• _MATERIAL SHOWN_:
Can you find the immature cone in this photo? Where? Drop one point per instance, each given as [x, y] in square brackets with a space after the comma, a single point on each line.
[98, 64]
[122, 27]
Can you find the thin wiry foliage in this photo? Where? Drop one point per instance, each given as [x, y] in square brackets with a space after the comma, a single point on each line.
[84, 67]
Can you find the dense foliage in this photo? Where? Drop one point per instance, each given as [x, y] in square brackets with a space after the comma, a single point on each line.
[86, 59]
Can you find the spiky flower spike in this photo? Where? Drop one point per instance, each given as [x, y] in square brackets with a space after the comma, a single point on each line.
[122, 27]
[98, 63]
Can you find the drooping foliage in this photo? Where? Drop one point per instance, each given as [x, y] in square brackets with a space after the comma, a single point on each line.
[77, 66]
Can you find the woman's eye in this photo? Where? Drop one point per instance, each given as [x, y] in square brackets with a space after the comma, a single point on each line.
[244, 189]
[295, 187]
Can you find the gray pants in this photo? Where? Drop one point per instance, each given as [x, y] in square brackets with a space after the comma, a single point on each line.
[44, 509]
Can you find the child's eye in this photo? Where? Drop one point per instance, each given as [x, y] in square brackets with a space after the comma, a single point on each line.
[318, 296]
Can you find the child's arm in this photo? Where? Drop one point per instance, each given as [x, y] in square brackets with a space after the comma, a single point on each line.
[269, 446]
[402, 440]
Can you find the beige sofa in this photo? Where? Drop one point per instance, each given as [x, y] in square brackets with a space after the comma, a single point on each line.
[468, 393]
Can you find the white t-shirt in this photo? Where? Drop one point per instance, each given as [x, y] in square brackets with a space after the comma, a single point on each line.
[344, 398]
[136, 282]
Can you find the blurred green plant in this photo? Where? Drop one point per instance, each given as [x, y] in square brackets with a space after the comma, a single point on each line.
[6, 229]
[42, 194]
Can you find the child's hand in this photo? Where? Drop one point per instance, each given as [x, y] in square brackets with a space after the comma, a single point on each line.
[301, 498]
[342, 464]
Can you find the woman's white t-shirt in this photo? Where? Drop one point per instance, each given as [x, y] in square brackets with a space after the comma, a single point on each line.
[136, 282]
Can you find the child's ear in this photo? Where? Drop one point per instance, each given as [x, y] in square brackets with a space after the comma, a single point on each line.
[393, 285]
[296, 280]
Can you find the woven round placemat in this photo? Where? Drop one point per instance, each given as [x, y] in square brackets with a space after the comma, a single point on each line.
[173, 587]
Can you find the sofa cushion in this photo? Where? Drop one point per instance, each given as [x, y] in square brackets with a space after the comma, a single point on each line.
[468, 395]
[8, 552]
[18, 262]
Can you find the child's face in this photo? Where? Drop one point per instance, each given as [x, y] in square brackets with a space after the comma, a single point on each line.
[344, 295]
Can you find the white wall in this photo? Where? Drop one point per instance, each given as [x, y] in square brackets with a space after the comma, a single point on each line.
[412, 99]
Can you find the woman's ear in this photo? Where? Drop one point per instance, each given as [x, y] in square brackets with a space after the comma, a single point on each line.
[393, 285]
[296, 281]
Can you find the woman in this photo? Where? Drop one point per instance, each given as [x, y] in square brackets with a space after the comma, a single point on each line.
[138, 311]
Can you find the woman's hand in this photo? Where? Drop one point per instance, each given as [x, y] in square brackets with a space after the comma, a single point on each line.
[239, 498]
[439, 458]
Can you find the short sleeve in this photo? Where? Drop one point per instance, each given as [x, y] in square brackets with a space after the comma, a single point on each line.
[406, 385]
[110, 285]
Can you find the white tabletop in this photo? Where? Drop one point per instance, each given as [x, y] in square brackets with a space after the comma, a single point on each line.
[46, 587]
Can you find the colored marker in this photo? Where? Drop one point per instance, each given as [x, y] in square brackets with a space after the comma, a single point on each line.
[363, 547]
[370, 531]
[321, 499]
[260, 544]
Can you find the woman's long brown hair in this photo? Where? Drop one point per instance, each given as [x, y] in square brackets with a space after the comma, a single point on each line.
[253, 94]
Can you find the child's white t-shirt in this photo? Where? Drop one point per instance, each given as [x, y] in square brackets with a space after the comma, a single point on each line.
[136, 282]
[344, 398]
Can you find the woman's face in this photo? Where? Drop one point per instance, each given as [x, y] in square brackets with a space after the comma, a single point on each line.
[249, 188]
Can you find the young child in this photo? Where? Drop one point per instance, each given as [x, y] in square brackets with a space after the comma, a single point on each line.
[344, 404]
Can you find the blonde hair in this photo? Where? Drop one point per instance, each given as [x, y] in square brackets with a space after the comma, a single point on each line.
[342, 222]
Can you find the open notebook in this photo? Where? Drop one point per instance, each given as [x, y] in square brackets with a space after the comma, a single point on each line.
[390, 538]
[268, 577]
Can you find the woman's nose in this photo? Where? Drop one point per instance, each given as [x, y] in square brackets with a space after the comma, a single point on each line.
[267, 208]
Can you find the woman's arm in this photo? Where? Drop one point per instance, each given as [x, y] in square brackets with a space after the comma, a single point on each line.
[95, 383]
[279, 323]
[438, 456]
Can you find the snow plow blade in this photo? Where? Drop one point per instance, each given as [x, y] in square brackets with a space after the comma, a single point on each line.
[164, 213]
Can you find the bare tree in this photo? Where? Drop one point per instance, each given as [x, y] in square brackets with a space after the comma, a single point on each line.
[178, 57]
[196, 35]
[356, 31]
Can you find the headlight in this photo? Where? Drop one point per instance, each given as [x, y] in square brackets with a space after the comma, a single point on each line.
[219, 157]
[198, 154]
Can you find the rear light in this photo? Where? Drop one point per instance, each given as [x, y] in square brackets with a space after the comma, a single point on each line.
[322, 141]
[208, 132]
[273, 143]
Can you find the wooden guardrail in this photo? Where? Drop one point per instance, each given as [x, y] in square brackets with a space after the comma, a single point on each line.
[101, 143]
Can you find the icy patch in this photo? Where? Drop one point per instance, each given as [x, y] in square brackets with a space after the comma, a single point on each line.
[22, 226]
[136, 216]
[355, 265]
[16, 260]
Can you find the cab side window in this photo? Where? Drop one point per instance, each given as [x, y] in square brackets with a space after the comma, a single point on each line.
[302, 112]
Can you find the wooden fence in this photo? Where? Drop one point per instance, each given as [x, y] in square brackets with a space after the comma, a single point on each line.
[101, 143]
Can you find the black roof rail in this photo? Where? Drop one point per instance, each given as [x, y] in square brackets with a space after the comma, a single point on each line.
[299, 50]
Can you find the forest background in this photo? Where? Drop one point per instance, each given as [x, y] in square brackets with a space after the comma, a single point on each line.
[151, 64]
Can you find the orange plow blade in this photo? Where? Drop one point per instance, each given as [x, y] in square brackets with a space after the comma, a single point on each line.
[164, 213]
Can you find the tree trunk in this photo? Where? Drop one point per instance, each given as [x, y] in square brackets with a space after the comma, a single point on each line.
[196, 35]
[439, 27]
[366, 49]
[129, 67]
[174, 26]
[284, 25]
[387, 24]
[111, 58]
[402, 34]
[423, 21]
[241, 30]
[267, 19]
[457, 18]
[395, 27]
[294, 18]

• _EXERCISE BRIEF_: Rewrite the records from the line that contains "Can you find the black" through the end of the records, keeping every line. Shift each point by adding 126 to both its x and y coordinates.

• _ANSWER TO THE TASK_:
Can you find the black roof rail in this photo? Where? Drop one point per instance, each given as [x, y] in square brackets with a space after the comma, a single point on each line.
[425, 176]
Can you find the forest background in this photo? Where? Drop one point per instance, each given as [x, y] in square brackets with a space after the comma, a single point on each line.
[277, 190]
Can you find the orange plow blade in this photo? Where? Drop one point per instance, each given as [x, y] in square brackets with a space after the comma, a single point on each line.
[290, 339]
Can you find the tree trunk in this photo? Where? Drop one point per instance, each given as [x, y] in square brackets with a space after the comma, a single point on each line.
[322, 161]
[565, 153]
[492, 175]
[255, 193]
[300, 152]
[410, 151]
[513, 150]
[237, 184]
[528, 160]
[549, 147]
[367, 156]
[393, 145]
[583, 144]
[521, 153]
[420, 144]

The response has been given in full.